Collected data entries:
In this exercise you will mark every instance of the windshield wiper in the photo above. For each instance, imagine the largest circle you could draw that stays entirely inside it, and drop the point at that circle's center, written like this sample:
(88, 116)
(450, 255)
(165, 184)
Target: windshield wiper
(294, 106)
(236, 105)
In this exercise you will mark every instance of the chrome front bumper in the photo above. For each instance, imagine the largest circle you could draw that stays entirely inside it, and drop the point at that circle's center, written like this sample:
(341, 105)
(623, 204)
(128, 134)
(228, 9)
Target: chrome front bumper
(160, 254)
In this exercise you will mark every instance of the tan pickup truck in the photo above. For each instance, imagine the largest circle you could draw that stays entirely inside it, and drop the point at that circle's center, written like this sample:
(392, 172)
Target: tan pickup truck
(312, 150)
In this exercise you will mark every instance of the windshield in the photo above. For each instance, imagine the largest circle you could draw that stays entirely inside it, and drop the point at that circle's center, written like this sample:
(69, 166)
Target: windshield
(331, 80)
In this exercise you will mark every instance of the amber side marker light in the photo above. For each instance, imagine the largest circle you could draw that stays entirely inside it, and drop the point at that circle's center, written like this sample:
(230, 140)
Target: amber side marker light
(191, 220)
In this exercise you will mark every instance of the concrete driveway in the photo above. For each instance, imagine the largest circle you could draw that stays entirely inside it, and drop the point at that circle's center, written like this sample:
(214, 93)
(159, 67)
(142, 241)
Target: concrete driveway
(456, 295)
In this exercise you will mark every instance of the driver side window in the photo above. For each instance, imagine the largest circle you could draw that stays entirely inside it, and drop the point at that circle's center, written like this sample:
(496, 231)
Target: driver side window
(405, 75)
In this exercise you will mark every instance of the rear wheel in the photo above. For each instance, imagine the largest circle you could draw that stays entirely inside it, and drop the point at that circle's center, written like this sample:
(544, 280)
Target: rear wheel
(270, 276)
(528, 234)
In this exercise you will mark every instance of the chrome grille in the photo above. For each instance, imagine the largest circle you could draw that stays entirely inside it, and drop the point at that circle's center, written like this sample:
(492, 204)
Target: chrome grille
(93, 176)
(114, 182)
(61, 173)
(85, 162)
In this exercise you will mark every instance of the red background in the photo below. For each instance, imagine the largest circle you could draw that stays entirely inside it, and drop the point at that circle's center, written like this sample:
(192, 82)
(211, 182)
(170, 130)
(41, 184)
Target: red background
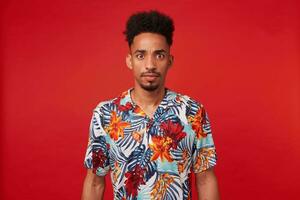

Exercise description
Each entry above should be restated word for word, though no picture may appear in the copy.

Solved exercise
In this exercise you will mark every instance of the windshield wiper in the photo above. For each instance, imagine the largest circle you could draw that stays entirely inside it, and drop the point at that circle's center, written like this sample:
(88, 116)
(450, 255)
(165, 184)
Target: windshield wiper
(294, 106)
(236, 105)
In this exercise you will mark every instance of the chrome front bumper in the photo above. For each instance, imagine the largest circle you could draw that stays entirely inside it, and drop the point at that circle's center, written like this sample:
(341, 105)
(623, 204)
(128, 134)
(228, 9)
Target: chrome front bumper
(160, 254)
In this exercise you will mark every instance of the tan pickup truck in the photo above. For each instance, imagine the largest circle you could draw that stays entirely inside it, and drop the point at that circle's center, written like this sample:
(392, 172)
Target: tan pickup truck
(312, 150)
In this exercise you will mark every instance of the windshield in the photo above. For each instance, imagine the largest circle you could draw that stays entirely inside it, and drop the point at that circle's center, written like this sample:
(69, 166)
Target: windshield
(331, 80)
In this exercise you will mark every instance of the amber side marker light in the photo above. For each instance, imagine the largest circle you could draw that stays entirely inside it, and drop the point at that circle's center, written like this sample:
(230, 140)
Target: amber side marker light
(191, 220)
In this exercise you will mark every instance of the concrete driveway in the photo above. For each instance, imagine the largest circle you could draw that stays entirely inside it, and drop the point at that circle's center, written like this sample:
(214, 93)
(159, 67)
(142, 241)
Target: concrete driveway
(456, 295)
In this exercise you will mark every instance of the driver side window in the photo above. For each instance, imagine the largest circle you could draw that stays entirely inside it, and drop the point at that circle's center, written like this sample:
(496, 231)
Target: driver side window
(405, 75)
In this exercise you will mark every instance of the rear wheel in the photo above. For each instance, imagine the largest circle you could draw that stays entirely inside it, and drop the point at that circle's center, written like this sample:
(544, 280)
Target: rear wheel
(270, 276)
(528, 234)
In this exercise you will mark every instance of the chrome grille in the photo above. For each instance, imagine the largest circle you could draw that stays entirely inside it, and drop the point at that circle's center, written like this sample:
(492, 204)
Target: chrome grille
(93, 176)
(114, 182)
(61, 173)
(85, 162)
In this exercise you will mark every instance of the red background in the photo below. For each instance, imagine the largest circle you could draw that stays entirely inside it, and drop the point at that circle's center, written like this sample:
(192, 82)
(211, 182)
(170, 130)
(41, 184)
Target: red background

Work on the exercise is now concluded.